Text
---
Andrew Little is doing well, by doing nothing

I can’t find a single commentator that thinks Andrew Little has had a bad start.

Business leaders have praised new Labour Party leader Andrew Little for promising to work for small business owners and create more jobs.

Last week, Little said Labour would develop a long-term economic plan and work for people trying to get a small business off the ground, people on contract work and people who were their own bosses wanting to hire staff.

It would also establish a Future of Work Commission to develop policies for creating more jobs.

BusinessNZ chief executive Phil O’Reilly said Little’s speech would have been well received by business owners.

“It wasn’t a speech about politics, it was a speech about real people’s lives and how to make them better,” O’Reilly said.

Little’s focus on small business owners was a pleasant surprise, he said.

“Those small business people are the backbone of the employment community.’

About half of all workers are employed by small and medium enterprises (SMEs), he said.
---
Provided material

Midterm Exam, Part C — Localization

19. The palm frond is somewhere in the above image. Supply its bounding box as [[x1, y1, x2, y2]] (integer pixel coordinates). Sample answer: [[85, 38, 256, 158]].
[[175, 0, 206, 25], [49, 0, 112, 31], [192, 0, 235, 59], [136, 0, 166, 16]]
---
Assignment
Repeat the article about Andrew Little word for word, from "Little’s focus on" to "(SMEs), he said.".

Exercise response
Little’s focus on small business owners was a pleasant surprise, he said.

“Those small business people are the backbone of the employment community.’

About half of all workers are employed by small and medium enterprises (SMEs), he said.